- WORK INSTRUCTIONS -
Without leaving out a single line, copy the records exactly.

Records from a data source:
__________________________________________________
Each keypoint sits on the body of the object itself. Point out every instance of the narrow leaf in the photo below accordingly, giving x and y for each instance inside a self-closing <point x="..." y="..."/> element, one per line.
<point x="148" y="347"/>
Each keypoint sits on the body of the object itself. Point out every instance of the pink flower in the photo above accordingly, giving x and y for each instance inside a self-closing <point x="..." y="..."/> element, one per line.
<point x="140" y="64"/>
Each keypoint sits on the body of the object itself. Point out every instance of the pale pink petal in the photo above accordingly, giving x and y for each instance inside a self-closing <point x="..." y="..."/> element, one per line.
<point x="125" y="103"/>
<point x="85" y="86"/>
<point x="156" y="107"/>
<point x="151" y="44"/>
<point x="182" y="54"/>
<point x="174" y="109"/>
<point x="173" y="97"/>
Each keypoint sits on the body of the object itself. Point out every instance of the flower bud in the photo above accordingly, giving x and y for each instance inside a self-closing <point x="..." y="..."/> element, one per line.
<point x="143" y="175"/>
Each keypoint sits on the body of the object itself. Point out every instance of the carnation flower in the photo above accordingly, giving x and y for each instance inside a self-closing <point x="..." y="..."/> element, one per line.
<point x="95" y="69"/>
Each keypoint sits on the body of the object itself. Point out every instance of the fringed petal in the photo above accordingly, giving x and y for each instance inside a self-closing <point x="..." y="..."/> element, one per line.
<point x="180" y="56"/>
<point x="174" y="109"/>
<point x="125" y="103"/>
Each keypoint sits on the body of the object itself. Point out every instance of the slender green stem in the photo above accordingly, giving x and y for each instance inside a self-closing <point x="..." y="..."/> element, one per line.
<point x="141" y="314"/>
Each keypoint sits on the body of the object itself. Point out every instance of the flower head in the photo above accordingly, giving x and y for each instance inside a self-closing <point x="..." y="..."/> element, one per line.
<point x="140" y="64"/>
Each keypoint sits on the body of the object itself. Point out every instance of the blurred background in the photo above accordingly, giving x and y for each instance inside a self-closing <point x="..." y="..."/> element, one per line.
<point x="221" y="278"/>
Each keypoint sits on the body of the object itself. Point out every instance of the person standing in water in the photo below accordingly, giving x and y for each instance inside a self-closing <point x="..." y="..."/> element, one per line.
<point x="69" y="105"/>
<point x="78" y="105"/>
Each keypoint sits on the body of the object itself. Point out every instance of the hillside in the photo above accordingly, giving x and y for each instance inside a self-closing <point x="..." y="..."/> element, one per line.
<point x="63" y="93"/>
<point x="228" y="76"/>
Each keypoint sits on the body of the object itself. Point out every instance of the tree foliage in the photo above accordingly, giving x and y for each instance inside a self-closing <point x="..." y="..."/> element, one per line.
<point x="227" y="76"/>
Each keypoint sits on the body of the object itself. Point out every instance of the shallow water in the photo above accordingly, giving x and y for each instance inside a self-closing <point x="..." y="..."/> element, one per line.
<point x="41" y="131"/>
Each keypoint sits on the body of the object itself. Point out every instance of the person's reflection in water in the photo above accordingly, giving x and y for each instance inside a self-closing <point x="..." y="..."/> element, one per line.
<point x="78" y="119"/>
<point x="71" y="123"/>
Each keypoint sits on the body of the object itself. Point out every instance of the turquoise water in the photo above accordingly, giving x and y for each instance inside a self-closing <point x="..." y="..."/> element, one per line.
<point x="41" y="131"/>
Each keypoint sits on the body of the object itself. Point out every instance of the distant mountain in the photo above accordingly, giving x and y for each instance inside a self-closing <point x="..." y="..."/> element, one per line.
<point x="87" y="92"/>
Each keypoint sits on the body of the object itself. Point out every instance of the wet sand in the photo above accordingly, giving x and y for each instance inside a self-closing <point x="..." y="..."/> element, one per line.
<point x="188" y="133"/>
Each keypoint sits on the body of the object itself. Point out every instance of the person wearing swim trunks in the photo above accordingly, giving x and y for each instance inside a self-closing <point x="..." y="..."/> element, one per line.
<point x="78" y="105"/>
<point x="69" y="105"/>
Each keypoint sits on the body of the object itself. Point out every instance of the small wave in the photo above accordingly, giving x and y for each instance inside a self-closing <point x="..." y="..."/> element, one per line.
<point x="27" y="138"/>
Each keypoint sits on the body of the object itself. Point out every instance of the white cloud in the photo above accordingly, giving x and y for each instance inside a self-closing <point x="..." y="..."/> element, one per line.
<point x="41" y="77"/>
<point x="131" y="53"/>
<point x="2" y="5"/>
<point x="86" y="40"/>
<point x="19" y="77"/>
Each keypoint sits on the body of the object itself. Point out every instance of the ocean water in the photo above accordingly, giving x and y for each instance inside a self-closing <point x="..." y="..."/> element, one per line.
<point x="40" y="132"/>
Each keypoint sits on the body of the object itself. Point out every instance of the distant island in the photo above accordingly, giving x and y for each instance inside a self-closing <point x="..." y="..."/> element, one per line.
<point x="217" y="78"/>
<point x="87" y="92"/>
__________________________________________________
- TASK RESPONSE -
Each keypoint sits on the body of the object itself. Point out every instance of the narrow leaf in the photo below accordingly, giving x and y for each instance inside a self-closing <point x="..." y="..."/> element, one per line.
<point x="148" y="347"/>
Each keypoint sits on the body of the object itself. Point out every instance of the pink flower in the photo above accordingly, giving x and y for each instance inside a self-closing <point x="..." y="..."/> element, one per line.
<point x="140" y="64"/>
Each keypoint sits on the body of the object itself. Point out every instance of the pale pink petal in the photo above accordingly, giving x and y for each instance inside a self-closing <point x="..." y="..."/> element, one per line.
<point x="125" y="103"/>
<point x="85" y="86"/>
<point x="156" y="107"/>
<point x="151" y="44"/>
<point x="182" y="54"/>
<point x="174" y="109"/>
<point x="173" y="97"/>
Each keypoint sits on the body of the object itself. Point out every instance of the flower bud in the photo above accordingly, giving x and y for each instance inside a self-closing <point x="..." y="..."/> element, one per line.
<point x="143" y="175"/>
Each keypoint sits on the body of the object itself. Point out every instance of the carnation flower in the photo above accordingly, giving x and y for each instance inside a self-closing <point x="..." y="..."/> element, one per line.
<point x="95" y="69"/>
Each keypoint sits on the body of the object itself. Point out every instance of the fringed petal in the photo above accordingly, giving x and y for each instance inside a self-closing <point x="..." y="..."/> element, one per line.
<point x="180" y="56"/>
<point x="174" y="109"/>
<point x="125" y="103"/>
Each keypoint sits on the body of the object itself. Point out every instance of the slender green stem in the photo above accordingly, giving x and y for each instance inside a self-closing <point x="..." y="..."/> element, one per line.
<point x="141" y="314"/>
Each keypoint sits on the body of the object itself. Point out every instance of the flower head in the photo above accordingly, giving x and y for each instance inside a self-closing <point x="..." y="..."/> element, one per line.
<point x="140" y="64"/>
Each keypoint sits on the body of the object itself. Point out every instance of the blurred background in the photo above accordingly, giving x and y for each instance inside a self-closing <point x="..." y="..."/> element, one per line.
<point x="221" y="278"/>
Each keypoint sits on the body of the object itself. Point out every instance of the person standing in water in the photo below accordingly, giving x and y for each instance inside a self-closing <point x="..." y="..."/> element, one per line.
<point x="69" y="105"/>
<point x="78" y="105"/>
Each keypoint sits on the body of the object itself. Point out every instance of the hillside in the photo above accordingly, giving x and y for each instance inside a self-closing <point x="..." y="..."/> element, one per line.
<point x="63" y="93"/>
<point x="228" y="76"/>
Each keypoint sits on the body of the object itself. Point out every instance of the tree foliage in the photo above accordingly, giving x and y for each instance inside a self-closing <point x="..." y="..."/> element, one per line.
<point x="227" y="76"/>
Each keypoint sits on the body of the object itself. Point out every instance of the shallow water in the photo above accordingly, giving x and y for each instance inside a self-closing <point x="..." y="..."/> element, one per line.
<point x="41" y="131"/>
Each keypoint sits on the body of the object itself. Point out every instance of the person's reflection in water in the photo above accordingly, giving x and y for each instance inside a self-closing <point x="..." y="..."/> element, one per line.
<point x="78" y="119"/>
<point x="71" y="123"/>
Each keypoint sits on the body of the object itself. Point out every instance of the turquoise water in the photo above accordingly, giving x and y for each instance inside a self-closing <point x="..." y="..."/> element, one per line.
<point x="41" y="131"/>
Each keypoint sits on the body of the object itself. Point out every instance of the distant mountain in the photo above accordingly, giving x and y for each instance inside a self-closing <point x="..." y="..."/> element, one per line.
<point x="87" y="92"/>
Each keypoint sits on the body of the object itself. Point out every instance of the wet sand in the photo above accordingly, giving x and y for each instance inside a self-closing <point x="..." y="..."/> element, one per line.
<point x="188" y="133"/>
Each keypoint sits on the body of the object itself. Point out every instance of the person wearing swim trunks in the photo above accordingly, giving x and y for each instance inside a self-closing <point x="..." y="..."/> element, one per line.
<point x="78" y="105"/>
<point x="69" y="105"/>
Each keypoint sits on the body of the object itself. Point out every instance of the small wave in the photo above accordingly, giving x and y for each instance inside a self-closing <point x="..." y="..."/> element, one per line.
<point x="27" y="138"/>
Each keypoint sits on the body of the object itself. Point out every instance of the white cloud in the photo above accordingly, giving x and y for each instance inside a self-closing <point x="..." y="..."/> element, one per line.
<point x="41" y="77"/>
<point x="131" y="53"/>
<point x="2" y="5"/>
<point x="86" y="40"/>
<point x="19" y="77"/>
Each keypoint sits on the body of the object itself. Point out every instance of the ocean water in the photo above accordingly, giving x and y for each instance inside a self-closing <point x="..." y="..."/> element, one per line.
<point x="40" y="132"/>
Each keypoint sits on the body of the object itself. Point out every instance of the distant island in the photo above accordingly, giving x and y for each instance inside a self-closing <point x="..." y="..."/> element, one per line.
<point x="217" y="78"/>
<point x="87" y="92"/>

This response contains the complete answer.